§ **Problem**:
The lines from the one with "the tree trunk." through the last line below are to be copied exactly; no other lines are to be returned.

(Source records)
# # # # # # #
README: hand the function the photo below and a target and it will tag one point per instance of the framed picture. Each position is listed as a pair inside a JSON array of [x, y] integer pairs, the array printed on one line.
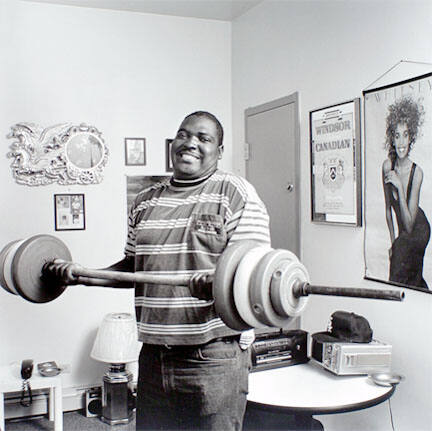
[[69, 212], [335, 149], [135, 153], [168, 161], [398, 183]]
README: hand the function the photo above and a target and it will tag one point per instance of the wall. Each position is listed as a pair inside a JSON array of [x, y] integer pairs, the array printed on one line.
[[329, 51], [128, 74]]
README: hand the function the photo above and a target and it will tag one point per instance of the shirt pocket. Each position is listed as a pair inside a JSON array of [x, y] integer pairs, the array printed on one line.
[[208, 232]]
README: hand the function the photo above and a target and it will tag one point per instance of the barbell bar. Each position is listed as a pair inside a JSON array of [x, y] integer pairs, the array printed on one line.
[[252, 285]]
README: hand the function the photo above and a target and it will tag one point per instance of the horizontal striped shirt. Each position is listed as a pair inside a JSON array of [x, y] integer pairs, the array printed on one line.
[[182, 229]]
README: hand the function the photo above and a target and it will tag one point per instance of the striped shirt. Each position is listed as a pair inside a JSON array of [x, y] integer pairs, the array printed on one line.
[[182, 229]]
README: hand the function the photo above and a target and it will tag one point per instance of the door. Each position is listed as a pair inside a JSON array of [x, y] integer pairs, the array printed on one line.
[[273, 166]]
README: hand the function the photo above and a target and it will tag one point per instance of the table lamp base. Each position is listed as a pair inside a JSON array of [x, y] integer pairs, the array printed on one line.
[[117, 407]]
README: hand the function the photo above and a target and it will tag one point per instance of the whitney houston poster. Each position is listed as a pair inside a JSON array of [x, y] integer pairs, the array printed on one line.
[[398, 183]]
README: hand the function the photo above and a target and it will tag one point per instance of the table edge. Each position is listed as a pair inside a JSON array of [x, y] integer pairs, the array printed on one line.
[[325, 410]]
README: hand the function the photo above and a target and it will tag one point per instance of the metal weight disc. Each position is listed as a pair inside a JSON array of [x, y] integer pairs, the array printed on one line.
[[6, 256], [281, 289], [262, 306], [242, 285], [223, 282], [27, 266]]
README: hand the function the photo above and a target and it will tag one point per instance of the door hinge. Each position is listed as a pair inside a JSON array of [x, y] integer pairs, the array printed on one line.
[[246, 151]]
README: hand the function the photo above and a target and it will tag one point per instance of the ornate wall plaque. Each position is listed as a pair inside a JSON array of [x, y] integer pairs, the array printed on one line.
[[63, 153]]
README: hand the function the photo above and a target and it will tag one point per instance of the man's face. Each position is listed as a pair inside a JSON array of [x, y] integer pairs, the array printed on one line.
[[195, 151]]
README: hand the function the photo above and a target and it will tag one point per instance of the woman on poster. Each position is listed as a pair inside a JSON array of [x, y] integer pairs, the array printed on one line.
[[402, 180]]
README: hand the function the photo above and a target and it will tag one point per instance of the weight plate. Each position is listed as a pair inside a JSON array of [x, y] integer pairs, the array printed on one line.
[[27, 266], [223, 284], [262, 306], [242, 285], [281, 289], [6, 257]]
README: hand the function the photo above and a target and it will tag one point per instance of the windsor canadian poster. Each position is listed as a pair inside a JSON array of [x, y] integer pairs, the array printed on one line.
[[336, 163]]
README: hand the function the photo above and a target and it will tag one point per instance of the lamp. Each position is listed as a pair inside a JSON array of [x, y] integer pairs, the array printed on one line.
[[116, 343]]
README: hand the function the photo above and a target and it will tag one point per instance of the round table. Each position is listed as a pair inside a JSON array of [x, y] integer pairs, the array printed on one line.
[[308, 389]]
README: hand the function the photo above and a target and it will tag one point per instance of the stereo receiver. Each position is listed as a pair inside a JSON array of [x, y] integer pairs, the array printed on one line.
[[279, 349], [343, 358]]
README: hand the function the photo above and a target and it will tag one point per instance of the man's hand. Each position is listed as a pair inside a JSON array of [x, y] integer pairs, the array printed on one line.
[[201, 286]]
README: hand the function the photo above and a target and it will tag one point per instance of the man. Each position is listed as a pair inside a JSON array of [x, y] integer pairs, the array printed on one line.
[[193, 369]]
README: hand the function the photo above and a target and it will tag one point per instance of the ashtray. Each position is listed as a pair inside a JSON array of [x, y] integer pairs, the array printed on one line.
[[386, 379], [48, 369]]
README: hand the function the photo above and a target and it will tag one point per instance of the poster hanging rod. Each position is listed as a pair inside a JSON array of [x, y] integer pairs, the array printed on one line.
[[393, 67]]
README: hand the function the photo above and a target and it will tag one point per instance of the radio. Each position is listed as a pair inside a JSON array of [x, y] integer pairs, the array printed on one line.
[[279, 349], [344, 358]]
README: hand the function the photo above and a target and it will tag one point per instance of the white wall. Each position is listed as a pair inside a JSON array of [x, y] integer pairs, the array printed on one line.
[[128, 74], [329, 51]]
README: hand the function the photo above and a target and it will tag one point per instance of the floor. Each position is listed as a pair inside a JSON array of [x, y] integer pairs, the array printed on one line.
[[77, 421], [72, 421]]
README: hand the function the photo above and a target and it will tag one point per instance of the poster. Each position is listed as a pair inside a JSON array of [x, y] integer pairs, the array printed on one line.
[[398, 183], [335, 164]]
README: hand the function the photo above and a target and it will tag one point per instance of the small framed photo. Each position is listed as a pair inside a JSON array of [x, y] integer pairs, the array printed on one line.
[[135, 153], [168, 161], [336, 164], [69, 212]]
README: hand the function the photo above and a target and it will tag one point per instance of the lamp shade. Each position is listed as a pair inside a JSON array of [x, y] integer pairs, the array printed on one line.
[[116, 341]]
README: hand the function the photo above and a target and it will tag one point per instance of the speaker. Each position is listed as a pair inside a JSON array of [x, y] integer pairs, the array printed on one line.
[[93, 402]]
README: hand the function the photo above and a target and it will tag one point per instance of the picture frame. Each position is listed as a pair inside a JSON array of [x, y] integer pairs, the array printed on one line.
[[335, 149], [397, 160], [69, 211], [168, 161], [135, 151]]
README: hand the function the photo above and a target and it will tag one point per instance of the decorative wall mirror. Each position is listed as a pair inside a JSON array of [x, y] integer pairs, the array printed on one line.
[[63, 153]]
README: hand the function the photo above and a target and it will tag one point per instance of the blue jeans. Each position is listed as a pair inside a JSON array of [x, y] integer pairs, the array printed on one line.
[[192, 387]]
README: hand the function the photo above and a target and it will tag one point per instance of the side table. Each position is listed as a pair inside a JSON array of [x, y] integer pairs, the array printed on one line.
[[10, 381]]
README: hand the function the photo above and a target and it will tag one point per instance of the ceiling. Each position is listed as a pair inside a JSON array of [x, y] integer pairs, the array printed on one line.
[[224, 10]]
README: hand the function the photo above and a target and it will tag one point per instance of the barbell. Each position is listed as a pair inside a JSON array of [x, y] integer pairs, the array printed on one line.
[[253, 285]]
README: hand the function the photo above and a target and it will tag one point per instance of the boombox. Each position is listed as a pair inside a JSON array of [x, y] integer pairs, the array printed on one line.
[[279, 349], [344, 358]]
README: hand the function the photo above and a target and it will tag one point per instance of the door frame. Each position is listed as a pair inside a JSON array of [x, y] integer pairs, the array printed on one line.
[[277, 103]]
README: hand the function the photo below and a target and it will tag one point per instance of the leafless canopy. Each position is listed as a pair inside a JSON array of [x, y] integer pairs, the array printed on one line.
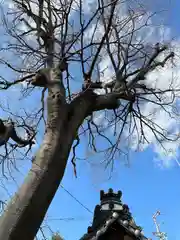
[[91, 59]]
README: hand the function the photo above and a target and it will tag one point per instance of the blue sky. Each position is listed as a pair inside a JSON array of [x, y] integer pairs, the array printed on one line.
[[146, 186]]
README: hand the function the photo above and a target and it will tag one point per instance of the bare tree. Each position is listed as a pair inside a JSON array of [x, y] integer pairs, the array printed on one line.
[[45, 38]]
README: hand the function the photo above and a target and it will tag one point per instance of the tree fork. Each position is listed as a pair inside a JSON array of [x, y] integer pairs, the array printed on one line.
[[25, 212]]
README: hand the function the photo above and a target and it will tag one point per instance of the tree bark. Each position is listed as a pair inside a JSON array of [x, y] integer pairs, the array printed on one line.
[[27, 209]]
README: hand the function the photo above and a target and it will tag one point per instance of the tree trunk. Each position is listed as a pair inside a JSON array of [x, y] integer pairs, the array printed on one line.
[[26, 211]]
# # # # # # #
§ **Result of the exercise**:
README: hand the function the photo above and a target and it will tag one point per instance of the tree trunk. Each position is listed as a pair inside a JSON array of [x, y] integer pairs, the array printed on one line.
[[26, 211]]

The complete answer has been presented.